**STATED TASK**
Retype, word for word, every line starting at the line with "The component shall return one point per instance of the bird's" and ending with the final line of the entries; skip the pictures.

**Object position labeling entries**
## start

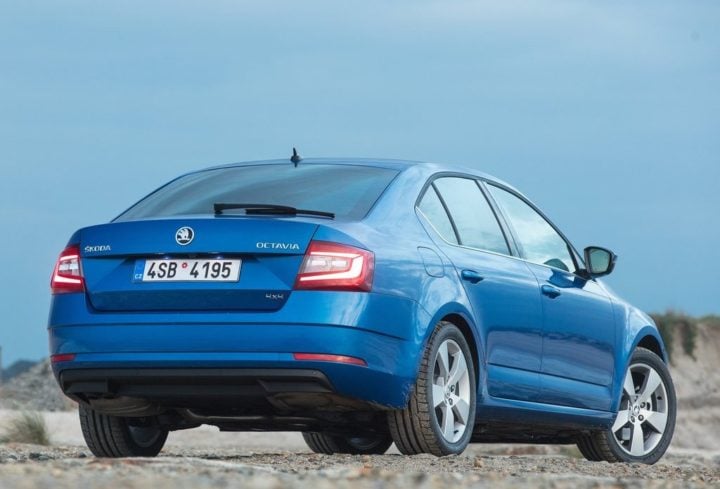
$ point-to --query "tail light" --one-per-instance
(67, 276)
(333, 266)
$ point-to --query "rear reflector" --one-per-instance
(334, 266)
(324, 357)
(67, 275)
(62, 357)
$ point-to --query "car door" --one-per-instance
(503, 293)
(578, 324)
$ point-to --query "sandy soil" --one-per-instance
(269, 460)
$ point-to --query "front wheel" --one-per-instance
(114, 436)
(645, 421)
(440, 416)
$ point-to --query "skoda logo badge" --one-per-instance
(184, 235)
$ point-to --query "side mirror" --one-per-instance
(599, 261)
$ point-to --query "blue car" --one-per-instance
(360, 302)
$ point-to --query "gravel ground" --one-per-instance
(259, 466)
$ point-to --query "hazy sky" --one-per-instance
(606, 114)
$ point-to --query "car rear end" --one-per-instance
(245, 320)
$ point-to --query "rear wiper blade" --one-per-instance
(257, 209)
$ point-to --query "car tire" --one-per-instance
(440, 414)
(114, 436)
(645, 422)
(352, 445)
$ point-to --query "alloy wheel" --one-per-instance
(451, 390)
(643, 415)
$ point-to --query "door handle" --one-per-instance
(550, 291)
(471, 276)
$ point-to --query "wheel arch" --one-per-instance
(457, 315)
(651, 343)
(646, 337)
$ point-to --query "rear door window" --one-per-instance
(435, 213)
(475, 221)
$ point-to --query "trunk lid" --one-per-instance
(271, 251)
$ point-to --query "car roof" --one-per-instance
(393, 164)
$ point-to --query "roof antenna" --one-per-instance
(295, 158)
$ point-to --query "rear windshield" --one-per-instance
(347, 191)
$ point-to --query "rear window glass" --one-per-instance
(346, 190)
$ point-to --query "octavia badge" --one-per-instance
(184, 235)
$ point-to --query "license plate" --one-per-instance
(173, 270)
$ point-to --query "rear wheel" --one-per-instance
(113, 436)
(355, 445)
(440, 416)
(645, 421)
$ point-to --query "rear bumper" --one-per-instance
(178, 353)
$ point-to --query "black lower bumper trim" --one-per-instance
(164, 383)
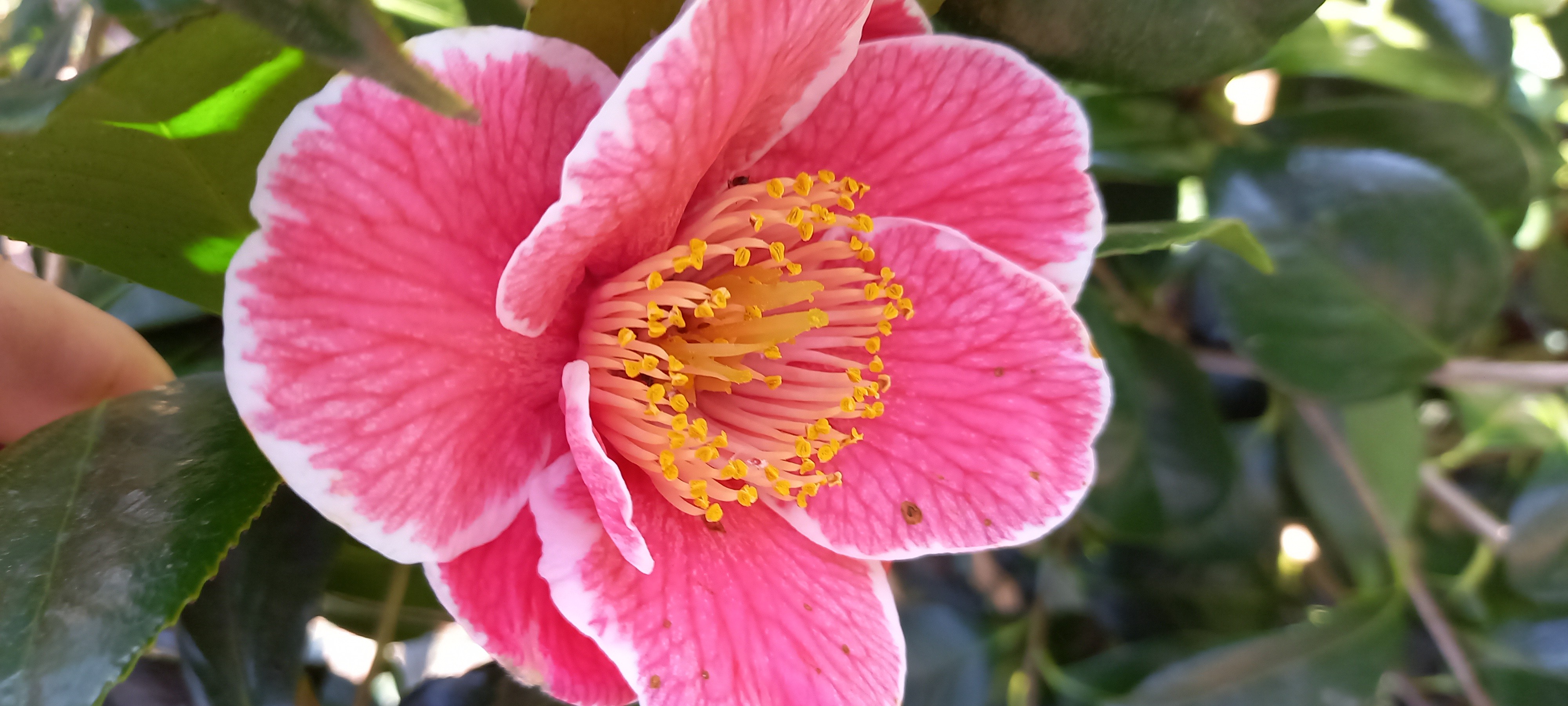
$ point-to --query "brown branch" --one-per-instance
(1401, 553)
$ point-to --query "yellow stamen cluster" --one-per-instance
(724, 377)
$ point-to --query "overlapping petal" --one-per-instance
(708, 98)
(967, 134)
(361, 343)
(744, 613)
(995, 406)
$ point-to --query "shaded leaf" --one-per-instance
(1227, 233)
(350, 35)
(1153, 45)
(158, 211)
(244, 638)
(112, 520)
(1384, 264)
(614, 31)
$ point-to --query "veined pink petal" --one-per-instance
(742, 613)
(361, 341)
(990, 421)
(896, 18)
(706, 100)
(603, 478)
(967, 134)
(496, 592)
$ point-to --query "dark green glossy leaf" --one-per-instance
(244, 638)
(350, 35)
(1384, 266)
(1335, 663)
(1133, 43)
(1356, 53)
(614, 31)
(165, 213)
(1227, 233)
(112, 520)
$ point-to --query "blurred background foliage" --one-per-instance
(1334, 302)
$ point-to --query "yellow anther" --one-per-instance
(804, 184)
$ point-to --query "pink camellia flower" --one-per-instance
(653, 374)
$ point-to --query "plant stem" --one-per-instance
(1401, 553)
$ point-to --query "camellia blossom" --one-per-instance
(655, 373)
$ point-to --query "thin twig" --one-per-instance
(1472, 514)
(1401, 553)
(387, 628)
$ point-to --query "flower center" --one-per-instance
(735, 365)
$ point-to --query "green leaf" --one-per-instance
(1382, 266)
(1227, 233)
(1152, 45)
(159, 211)
(114, 519)
(1338, 661)
(614, 31)
(350, 35)
(1356, 53)
(244, 638)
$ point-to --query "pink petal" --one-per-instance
(706, 100)
(742, 614)
(967, 134)
(995, 406)
(361, 341)
(896, 18)
(603, 478)
(496, 592)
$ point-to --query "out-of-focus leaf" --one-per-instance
(1227, 233)
(1147, 137)
(1467, 26)
(350, 35)
(1335, 663)
(1382, 266)
(1537, 551)
(1354, 53)
(504, 13)
(112, 522)
(1476, 148)
(244, 638)
(1153, 45)
(614, 31)
(158, 211)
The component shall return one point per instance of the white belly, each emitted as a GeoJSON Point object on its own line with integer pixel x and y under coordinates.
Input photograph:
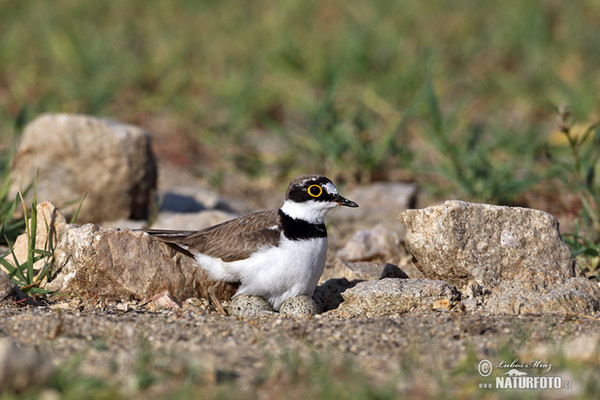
{"type": "Point", "coordinates": [275, 273]}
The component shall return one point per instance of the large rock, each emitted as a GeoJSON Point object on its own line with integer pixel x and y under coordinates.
{"type": "Point", "coordinates": [112, 263]}
{"type": "Point", "coordinates": [516, 255]}
{"type": "Point", "coordinates": [392, 296]}
{"type": "Point", "coordinates": [122, 264]}
{"type": "Point", "coordinates": [77, 154]}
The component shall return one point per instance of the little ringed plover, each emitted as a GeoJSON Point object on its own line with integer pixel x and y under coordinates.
{"type": "Point", "coordinates": [276, 254]}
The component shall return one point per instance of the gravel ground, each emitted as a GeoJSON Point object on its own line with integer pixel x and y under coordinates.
{"type": "Point", "coordinates": [113, 336]}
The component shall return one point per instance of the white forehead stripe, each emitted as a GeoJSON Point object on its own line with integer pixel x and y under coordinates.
{"type": "Point", "coordinates": [329, 188]}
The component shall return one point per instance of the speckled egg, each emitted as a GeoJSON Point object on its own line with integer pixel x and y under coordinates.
{"type": "Point", "coordinates": [299, 306]}
{"type": "Point", "coordinates": [244, 305]}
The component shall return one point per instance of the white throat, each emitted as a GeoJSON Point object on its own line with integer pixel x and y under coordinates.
{"type": "Point", "coordinates": [310, 211]}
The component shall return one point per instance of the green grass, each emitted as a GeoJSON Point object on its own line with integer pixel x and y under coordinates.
{"type": "Point", "coordinates": [342, 86]}
{"type": "Point", "coordinates": [317, 374]}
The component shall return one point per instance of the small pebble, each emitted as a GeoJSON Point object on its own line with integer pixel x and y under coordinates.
{"type": "Point", "coordinates": [298, 306]}
{"type": "Point", "coordinates": [244, 305]}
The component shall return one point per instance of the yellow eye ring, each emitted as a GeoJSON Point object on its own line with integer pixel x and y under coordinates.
{"type": "Point", "coordinates": [317, 194]}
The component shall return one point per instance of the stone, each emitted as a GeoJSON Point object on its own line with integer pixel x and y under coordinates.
{"type": "Point", "coordinates": [364, 271]}
{"type": "Point", "coordinates": [369, 244]}
{"type": "Point", "coordinates": [245, 305]}
{"type": "Point", "coordinates": [165, 300]}
{"type": "Point", "coordinates": [92, 261]}
{"type": "Point", "coordinates": [21, 368]}
{"type": "Point", "coordinates": [6, 285]}
{"type": "Point", "coordinates": [392, 271]}
{"type": "Point", "coordinates": [328, 295]}
{"type": "Point", "coordinates": [460, 241]}
{"type": "Point", "coordinates": [299, 306]}
{"type": "Point", "coordinates": [78, 154]}
{"type": "Point", "coordinates": [527, 294]}
{"type": "Point", "coordinates": [512, 257]}
{"type": "Point", "coordinates": [390, 296]}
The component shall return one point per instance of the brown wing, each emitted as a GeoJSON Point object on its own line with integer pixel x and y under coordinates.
{"type": "Point", "coordinates": [231, 240]}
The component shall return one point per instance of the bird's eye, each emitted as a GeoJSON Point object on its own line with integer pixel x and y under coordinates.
{"type": "Point", "coordinates": [315, 190]}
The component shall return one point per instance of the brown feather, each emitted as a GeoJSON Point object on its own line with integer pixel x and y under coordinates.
{"type": "Point", "coordinates": [231, 240]}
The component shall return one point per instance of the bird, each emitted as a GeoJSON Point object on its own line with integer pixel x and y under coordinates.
{"type": "Point", "coordinates": [276, 254]}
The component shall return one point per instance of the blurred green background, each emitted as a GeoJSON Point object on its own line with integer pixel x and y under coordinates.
{"type": "Point", "coordinates": [459, 96]}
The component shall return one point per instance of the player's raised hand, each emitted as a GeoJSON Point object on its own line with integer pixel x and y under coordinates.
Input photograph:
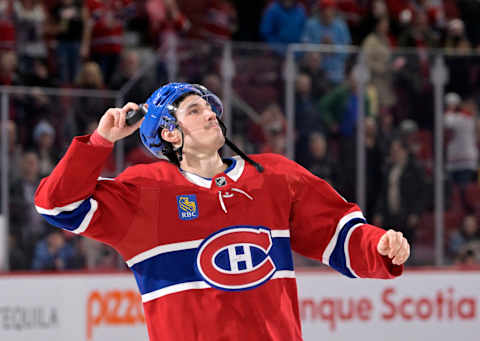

## end

**RESULT OF THE TASK**
The component shall return one point per instance of the bird's eye, each emitted as a GeoJSON Point object on its own line with integer pixel x and y under coordinates.
{"type": "Point", "coordinates": [315, 190]}
The component shall return one point per instance of the brown feather, each emitted as a GeoJSON Point object on its own line with integer pixel x and y under coordinates.
{"type": "Point", "coordinates": [231, 240]}
The component shall return one point per instance of the bird, each emitted as a GeoJSON Point object on its own line with integer pixel x and y under coordinates.
{"type": "Point", "coordinates": [276, 254]}
The component shall return one point per instance of the blurred green background, each emitted as a GeoJSON Point object on its own line with integer pixel x and y under coordinates.
{"type": "Point", "coordinates": [459, 96]}
The component shall return one point per instance of the player's raised hand, each emitted as a GeoJSON Point object on its own line with integer pixel x and y under coordinates.
Input photograph:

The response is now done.